--- Exercise ---
What comes back must be the data itself, retyped exactly.

--------------------------------

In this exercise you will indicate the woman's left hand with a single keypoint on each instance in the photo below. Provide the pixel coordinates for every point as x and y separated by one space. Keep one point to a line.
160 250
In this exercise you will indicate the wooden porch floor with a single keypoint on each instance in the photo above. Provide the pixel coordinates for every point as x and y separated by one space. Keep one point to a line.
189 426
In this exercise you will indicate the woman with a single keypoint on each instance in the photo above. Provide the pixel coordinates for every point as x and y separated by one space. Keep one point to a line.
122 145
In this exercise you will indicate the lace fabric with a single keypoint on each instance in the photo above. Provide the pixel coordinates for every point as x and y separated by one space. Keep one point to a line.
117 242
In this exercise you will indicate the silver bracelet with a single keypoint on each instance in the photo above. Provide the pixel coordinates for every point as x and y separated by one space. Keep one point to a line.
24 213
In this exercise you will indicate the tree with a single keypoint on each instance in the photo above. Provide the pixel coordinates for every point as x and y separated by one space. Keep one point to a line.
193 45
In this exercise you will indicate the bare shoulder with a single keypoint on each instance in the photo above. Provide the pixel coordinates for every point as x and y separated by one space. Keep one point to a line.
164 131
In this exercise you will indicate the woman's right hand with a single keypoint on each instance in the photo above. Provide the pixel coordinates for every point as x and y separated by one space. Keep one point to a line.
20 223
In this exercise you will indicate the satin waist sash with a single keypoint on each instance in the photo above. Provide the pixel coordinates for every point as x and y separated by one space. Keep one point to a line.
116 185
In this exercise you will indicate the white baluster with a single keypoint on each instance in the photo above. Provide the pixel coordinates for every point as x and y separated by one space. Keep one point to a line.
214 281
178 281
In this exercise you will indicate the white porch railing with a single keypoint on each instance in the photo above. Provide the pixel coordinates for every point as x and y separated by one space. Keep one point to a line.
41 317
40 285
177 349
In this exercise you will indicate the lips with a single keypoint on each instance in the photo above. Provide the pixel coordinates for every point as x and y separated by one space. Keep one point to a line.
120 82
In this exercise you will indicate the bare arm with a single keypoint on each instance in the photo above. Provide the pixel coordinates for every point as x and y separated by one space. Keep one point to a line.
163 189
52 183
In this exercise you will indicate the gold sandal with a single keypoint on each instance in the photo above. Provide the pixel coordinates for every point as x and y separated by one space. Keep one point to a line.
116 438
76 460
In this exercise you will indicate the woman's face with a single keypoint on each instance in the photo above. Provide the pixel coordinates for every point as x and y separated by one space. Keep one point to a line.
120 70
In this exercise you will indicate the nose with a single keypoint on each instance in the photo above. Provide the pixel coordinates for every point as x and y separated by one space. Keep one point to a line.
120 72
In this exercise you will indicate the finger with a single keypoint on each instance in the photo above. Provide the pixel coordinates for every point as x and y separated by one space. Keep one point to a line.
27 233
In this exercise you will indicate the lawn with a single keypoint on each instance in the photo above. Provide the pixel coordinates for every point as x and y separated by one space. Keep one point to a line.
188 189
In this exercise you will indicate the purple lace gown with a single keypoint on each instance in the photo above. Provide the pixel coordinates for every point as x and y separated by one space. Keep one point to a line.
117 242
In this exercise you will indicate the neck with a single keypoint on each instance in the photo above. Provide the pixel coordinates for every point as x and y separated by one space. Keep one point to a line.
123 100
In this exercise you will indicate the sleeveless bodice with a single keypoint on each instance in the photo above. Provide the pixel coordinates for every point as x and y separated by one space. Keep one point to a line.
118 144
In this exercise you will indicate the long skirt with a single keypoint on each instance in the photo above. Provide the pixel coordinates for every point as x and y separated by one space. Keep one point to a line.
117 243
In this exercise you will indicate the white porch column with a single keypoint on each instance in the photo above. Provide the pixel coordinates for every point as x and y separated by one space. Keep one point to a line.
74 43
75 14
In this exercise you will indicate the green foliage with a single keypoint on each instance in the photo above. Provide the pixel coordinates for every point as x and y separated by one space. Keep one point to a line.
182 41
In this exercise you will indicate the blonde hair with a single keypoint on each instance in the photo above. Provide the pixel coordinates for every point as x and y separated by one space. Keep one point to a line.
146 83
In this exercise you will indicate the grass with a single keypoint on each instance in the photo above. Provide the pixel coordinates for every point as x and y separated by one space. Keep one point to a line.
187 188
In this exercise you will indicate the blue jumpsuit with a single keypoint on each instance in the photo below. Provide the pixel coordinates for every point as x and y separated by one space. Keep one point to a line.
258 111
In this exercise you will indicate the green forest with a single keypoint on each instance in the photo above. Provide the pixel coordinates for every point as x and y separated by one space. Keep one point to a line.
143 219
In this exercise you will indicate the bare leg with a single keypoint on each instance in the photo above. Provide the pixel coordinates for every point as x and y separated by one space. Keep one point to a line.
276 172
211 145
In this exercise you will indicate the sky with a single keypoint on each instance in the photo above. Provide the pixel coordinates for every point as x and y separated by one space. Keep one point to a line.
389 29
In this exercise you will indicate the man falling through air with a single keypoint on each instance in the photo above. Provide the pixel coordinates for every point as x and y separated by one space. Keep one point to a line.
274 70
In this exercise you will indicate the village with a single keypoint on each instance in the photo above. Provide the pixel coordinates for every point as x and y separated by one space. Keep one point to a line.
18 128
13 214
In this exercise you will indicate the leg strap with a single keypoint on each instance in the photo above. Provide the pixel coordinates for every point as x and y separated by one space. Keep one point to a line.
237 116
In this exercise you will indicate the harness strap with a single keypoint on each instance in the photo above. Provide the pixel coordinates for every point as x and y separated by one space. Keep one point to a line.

--------------------------------

--- Exercise result ---
In this exercise you will indicate the woman's left hand with a single keypoint on each instance in the photo below. Provide the pixel coordinates for every point as x and y separated by one space. Keep one point to a line.
160 250
In this exercise you will indicate the wooden porch floor with a single keypoint on each instance in the photo above. Provide the pixel coordinates for every point as x and y separated by one space. Keep one point to a line.
189 426
In this exercise you will indicate the woman with a single keypoint on each instance in the photo above. Provide the pixel coordinates for every point as x and y separated by one space. Keep one point to a line.
122 145
In this exercise you will indicate the lace fabric with a single keypoint on each instance in the photo above. Provide the pixel coordinates for every point as x and y separated by one space. Keep one point to a line.
117 242
In this exercise you will indicate the silver bracelet with a single keypoint on each instance in the photo above. Provide the pixel coordinates for every point as x and y separated by one space. Keep one point to a line.
24 213
In this exercise you will indicate the tree with a single keypoint on each instance in the photo above. Provide the pixel coordinates for every point as x and y separated by one space. Keep one point to a line.
193 45
In this exercise you will indicate the bare shoulder with a single keypoint on each instance in the photo above. Provide the pixel coordinates for every point as x and y separated by one space. Keep one point to a line.
164 131
In this exercise you will indicate the woman's right hand with a single keypoint on each instance in the photo above. Provide the pixel coordinates for every point as x and y separated by one space. Keep one point to a line.
20 223
In this exercise you will indicate the satin waist sash with a single keypoint on each instance in the photo above. Provide the pixel coordinates for every point as x and y separated by one space. Keep one point to a line.
116 185
In this exercise you will indicate the white baluster with a single keypoint on each instance in the photo above. Provide the pixel coordinates for every point as x and y separated by one space. Keep one point to a line.
214 281
178 281
In this exercise you will indicate the white porch railing with a single keypoint on each instance in the photo above. Provide the pixel coordinates for every point as x and y separated by one space. Keep one point to a line.
41 317
40 285
177 349
In this exercise you will indicate the lips with a single keypoint on each instance in the photo above. Provide the pixel coordinates for every point as x and y separated by one space. Keep one point to a line.
120 82
In this exercise you will indicate the bare arm with a single keypoint on each instance in the photo above. Provide the pixel coordinates for every point as x and y separated by one space. Keep one point to a line.
163 189
52 183
In this exercise you will indicate the gold sandal with a single keypoint on each instance in the photo above. Provide the pixel coordinates for every point as x and y separated by one space. Keep one point to a line.
116 438
76 460
In this exercise you will indicate the woman's face with a single keypoint on each instance in the photo above. Provide the pixel coordinates for every point as x and y separated by one space. Keep one point to a line.
120 70
In this exercise you will indicate the nose with a single keypoint on each instance in the photo above. Provide the pixel coordinates for every point as x and y separated by one space. Keep one point to a line.
120 72
In this exercise you will indicate the finger with a single keypoint on each instance in the photo above. Provide the pixel coordinates for every point as x and y separated by one space. Keep one point to a line.
27 233
In this exercise you will indicate the lawn with a single keypoint on each instance in the photo above. Provide the pixel coordinates for every point as x and y separated by one space. Keep one point to a line.
188 189
In this exercise you will indicate the purple lace gown with a single keypoint on each instance in the photo above. Provide the pixel coordinates for every point as x and y separated by one space. Keep one point to a line.
117 242
In this exercise you will indicate the neck with a single keypoint on each instance in the photo above. Provide the pixel coordinates for every point as x and y separated by one space. Keep one point to a line.
123 100
In this exercise you will indicate the sleeveless bodice with a single keypoint on each instance in the photo above. Provide the pixel coordinates for every point as x and y separated by one space. Keep one point to a line.
118 144
In this exercise you will indicate the long skirt with a single keypoint on each instance in the photo above. Provide the pixel coordinates for every point as x and y separated by one space. Keep one point to a line.
117 243
In this exercise you will indicate the white porch column with a single keypoint on each instance in the photo above. Provide the pixel coordinates for every point as x and y separated by one space. Keep one point to a line.
74 43
75 14
In this exercise you will indicate the green foliage with a single keypoint on each instance in the photo above. Provide the pixel coordinates for every point as x and y separated by one space. Keep one point to a line.
182 41
In this exercise you will indicate the blonde hair with a single keypoint on each instance in the photo above. Provide the pixel coordinates for every point as x and y separated by one space. Keep one point to a line.
146 83
In this exercise you will indicate the grass with a single keypoint on each instance in the photo above. Provide the pixel coordinates for every point as x and y separated by one space. Keep one point to a line.
187 188
In this exercise you will indicate the blue jumpsuit with a single keypoint on each instance in the photo below. Provide the pixel coordinates for every point as x and y separated by one space. Keep one point to a line.
258 111
In this exercise you will indicate the green forest with a single keypoint on each instance in the photo above. Provide the pixel coordinates for every point as x and y separated by one space. Keep one point to a line.
143 219
In this exercise you will indicate the bare leg with a single keypoint on each instance in the photo above. Provide the pixel coordinates for every point as x and y separated by one space. Keep one point to a line.
276 172
211 145
In this exercise you will indicate the sky with a single keypoint on each instance in the photo above. Provide the pixel coordinates for every point as x and y separated by one space. Keep one point to a line.
389 29
In this exercise you will indicate the man falling through air with a single keypoint on each instance in the photo above. Provide the pixel coordinates for every point as x and y separated by one space. Keep one point to a line.
274 70
In this exercise you will indicate the village with a single keypoint on each instance in the photo above. Provide the pixel coordinates for every point as x and y separated by one space. Keep one point to a line.
18 128
13 214
In this exercise you will indicate the leg strap with a single keypoint on each instance in the photo above. Provide the pixel coordinates for every point as x and y separated by one space. Keep one point to a line.
237 116
In this exercise you will indicate the harness strap with a single keypoint on each instance in the photo above. Provide the pixel coordinates for every point as x and y separated by one space. Keep one point to a line.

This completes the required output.